» AIM OF THE TASK
Retype every line of the records below word for word, and leave the pictures out of your copy.

» Coordinate annotation records
-- BEGIN --
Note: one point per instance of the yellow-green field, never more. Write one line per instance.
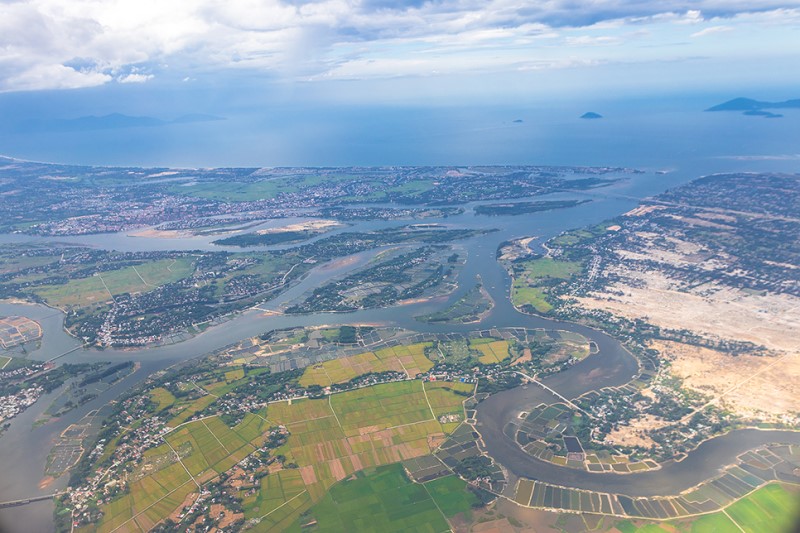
(409, 359)
(527, 288)
(162, 397)
(491, 352)
(329, 440)
(100, 287)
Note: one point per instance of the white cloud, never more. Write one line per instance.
(711, 31)
(47, 44)
(134, 78)
(53, 77)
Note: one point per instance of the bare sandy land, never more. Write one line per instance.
(340, 263)
(161, 234)
(758, 387)
(771, 320)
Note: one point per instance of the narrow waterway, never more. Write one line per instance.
(24, 450)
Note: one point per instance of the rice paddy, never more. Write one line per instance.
(410, 360)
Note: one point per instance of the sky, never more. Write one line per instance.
(347, 82)
(389, 51)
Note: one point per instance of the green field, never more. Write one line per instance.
(162, 397)
(329, 440)
(384, 500)
(770, 509)
(409, 359)
(531, 281)
(493, 351)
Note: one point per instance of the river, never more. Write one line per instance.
(24, 450)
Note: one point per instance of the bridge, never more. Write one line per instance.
(25, 501)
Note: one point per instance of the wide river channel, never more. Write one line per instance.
(24, 449)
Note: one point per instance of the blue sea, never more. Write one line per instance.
(673, 134)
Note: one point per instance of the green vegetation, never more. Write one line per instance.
(102, 286)
(492, 351)
(384, 499)
(162, 397)
(465, 310)
(770, 509)
(532, 278)
(407, 359)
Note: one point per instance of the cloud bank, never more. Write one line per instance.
(65, 44)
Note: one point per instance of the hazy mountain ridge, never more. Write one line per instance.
(110, 121)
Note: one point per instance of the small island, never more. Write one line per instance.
(751, 107)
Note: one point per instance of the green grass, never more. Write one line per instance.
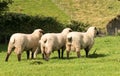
(39, 7)
(95, 12)
(104, 62)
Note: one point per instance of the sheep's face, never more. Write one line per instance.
(67, 30)
(39, 32)
(93, 31)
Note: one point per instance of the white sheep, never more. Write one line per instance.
(20, 42)
(77, 40)
(53, 41)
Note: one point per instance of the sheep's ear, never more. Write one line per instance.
(70, 30)
(95, 28)
(41, 31)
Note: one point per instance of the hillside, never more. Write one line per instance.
(39, 7)
(95, 12)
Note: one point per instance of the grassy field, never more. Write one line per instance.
(104, 62)
(95, 12)
(39, 7)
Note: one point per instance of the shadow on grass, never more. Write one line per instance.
(96, 55)
(36, 62)
(64, 58)
(90, 56)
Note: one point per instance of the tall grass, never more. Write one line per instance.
(39, 7)
(105, 61)
(95, 12)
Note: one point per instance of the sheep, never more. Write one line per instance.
(53, 41)
(20, 42)
(77, 40)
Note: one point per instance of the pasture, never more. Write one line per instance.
(105, 61)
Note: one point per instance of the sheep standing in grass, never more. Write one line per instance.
(78, 40)
(53, 41)
(20, 42)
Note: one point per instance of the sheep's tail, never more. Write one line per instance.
(69, 39)
(12, 40)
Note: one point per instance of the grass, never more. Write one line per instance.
(95, 12)
(105, 61)
(39, 7)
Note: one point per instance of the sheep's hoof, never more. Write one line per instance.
(47, 59)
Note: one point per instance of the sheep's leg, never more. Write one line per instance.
(10, 48)
(78, 52)
(19, 57)
(43, 55)
(32, 55)
(47, 56)
(18, 52)
(68, 54)
(59, 53)
(87, 51)
(8, 54)
(62, 53)
(28, 54)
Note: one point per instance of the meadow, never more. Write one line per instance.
(103, 60)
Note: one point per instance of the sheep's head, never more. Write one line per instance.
(92, 31)
(66, 31)
(38, 32)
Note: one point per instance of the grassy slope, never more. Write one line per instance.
(96, 12)
(39, 7)
(105, 62)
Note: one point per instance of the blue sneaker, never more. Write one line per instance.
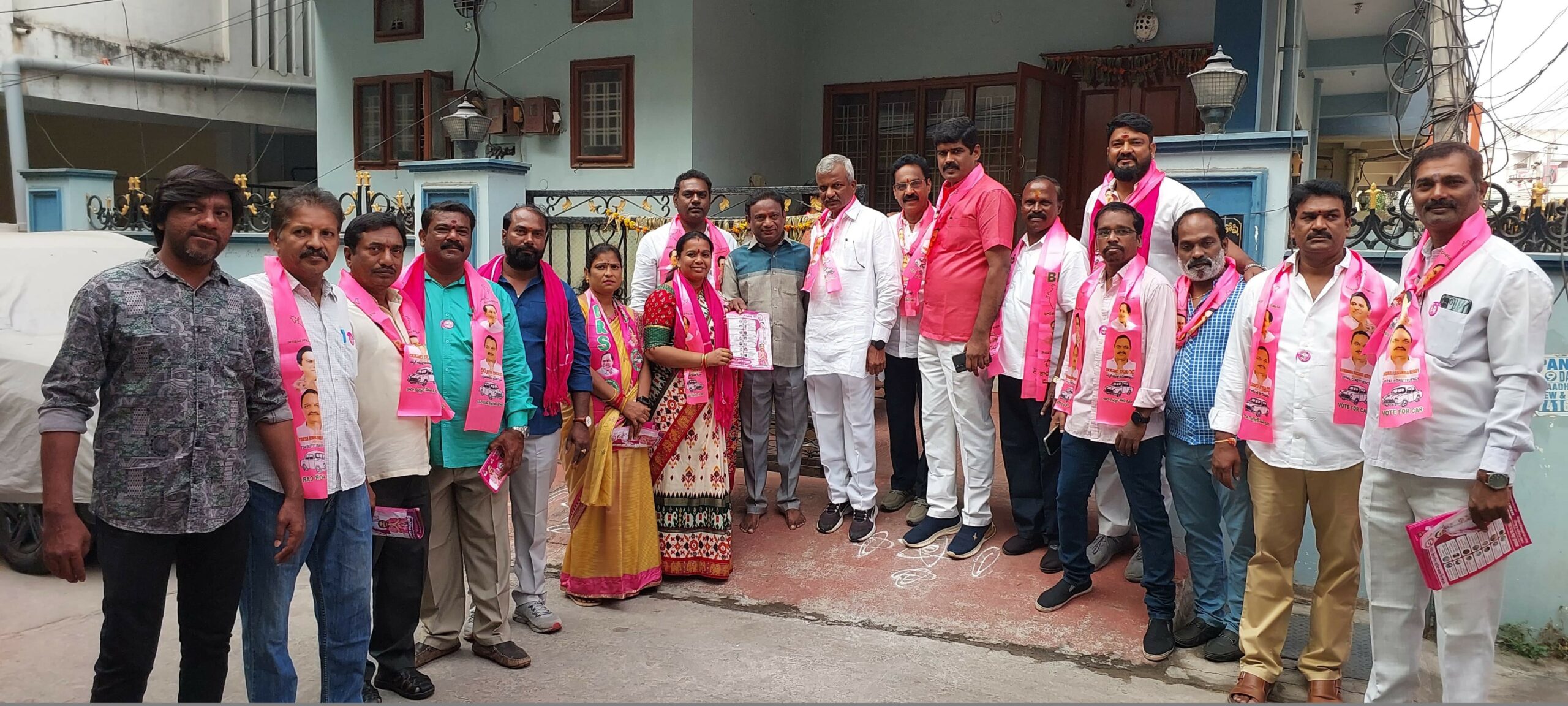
(970, 540)
(929, 531)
-- END --
» RESULT
Note: one point per instance of the yellow-green field, never more. Write one line per instance.
(409, 359)
(527, 288)
(162, 397)
(491, 352)
(329, 440)
(100, 287)
Note: one point per instance of the white cloud, never more. Write one line per instance.
(711, 31)
(47, 44)
(134, 78)
(53, 77)
Note: one point per instance of the bare sandy land, never more. Write one line per instance.
(340, 263)
(161, 234)
(758, 387)
(771, 320)
Note: one point per instance of the narrow waterway, never more. Write one line per instance.
(24, 450)
Note: one point per instance of the rice paddy, never more. Write one line per instance.
(410, 360)
Note: one point per instance of the sky, never more. Write one line per instance.
(347, 82)
(389, 51)
Note: one point per instance of the green field, never more. Write one line per instance.
(162, 397)
(329, 440)
(384, 500)
(770, 509)
(409, 359)
(531, 281)
(493, 351)
Note: one point per instance of the river, never more. Write one line per instance.
(24, 450)
Note: one point per instance of the bridge, never more. Write one line per instance.
(25, 501)
Note: one point per instance of the wide river channel, never more. Write one line per instance.
(24, 449)
Note: one point per instance of the blue sea, never more. Write one line per instance.
(673, 134)
Note: one point per instance of the green vegetation, never more. Write one line per instance.
(102, 286)
(492, 351)
(384, 499)
(162, 397)
(465, 310)
(770, 509)
(532, 278)
(407, 359)
Note: one point per instance of the cloud bank, never more. Write one line per instance.
(65, 44)
Note: one point per instance of the hazy mountain ridge, never more. Write one line per instance.
(110, 121)
Note: one point per instance of the small island, never more. Write one line per instance.
(751, 107)
Note: one point per instance of the green grass, never more. Write one line per instance.
(39, 7)
(95, 12)
(104, 62)
Note: one point per instance of the sheep's face, never more. Write one line per instance.
(67, 30)
(39, 32)
(93, 31)
Note: one point per instance of the white sheep, never more. Write one line per instance.
(20, 42)
(77, 40)
(53, 41)
Note: one point per instance of the sheep's ear, never more. Write one line per instance.
(70, 30)
(95, 28)
(41, 31)
Note: one point per instance of the hillside, never more. Write one line per instance.
(39, 7)
(95, 12)
Note: one point per instance of the grassy field, never more. Write one line per instance.
(104, 62)
(95, 12)
(39, 7)
Note: one point per instance of the shadow on grass, never more. Write one line per instance.
(96, 55)
(36, 62)
(64, 58)
(90, 56)
Note: one point per instance of the tall grass, never more. Write one line per instance.
(39, 7)
(105, 61)
(95, 12)
Note: one point per instance of the sheep, never more. Write one line per instance.
(53, 41)
(20, 42)
(77, 40)
Note: one point per instance of the pasture, never more. Write one line per instance.
(105, 61)
Note: one point per instance of the sheep standing in grass, never more. Write one line per instance.
(78, 40)
(53, 41)
(20, 42)
Note: one point per instance of the sheep's tail, never more. Write one line per instance.
(69, 39)
(12, 40)
Note: one point per instance of the grass, never more. Write one line per instance.
(95, 12)
(105, 61)
(39, 7)
Note: one point per instance of the sheep's hoof, never more. Write one line per instance.
(47, 59)
Note: one point per instance of the sheep's leg, never more. Write one line per instance.
(10, 48)
(78, 52)
(19, 57)
(43, 55)
(32, 55)
(47, 56)
(18, 52)
(68, 54)
(59, 53)
(87, 51)
(8, 54)
(62, 53)
(28, 54)
Note: one point per instance of the meadow, never more. Write one line per instance.
(103, 60)
Note: one point per instance of the sheep's head, never more. Write one line per instance.
(92, 31)
(66, 31)
(38, 32)
Note: one point per instance of the grassy slope, never more. Write one line per instance.
(96, 12)
(39, 7)
(105, 62)
Note: one point per instance of the blue sneaker, never more. Write one line per instance.
(970, 540)
(929, 531)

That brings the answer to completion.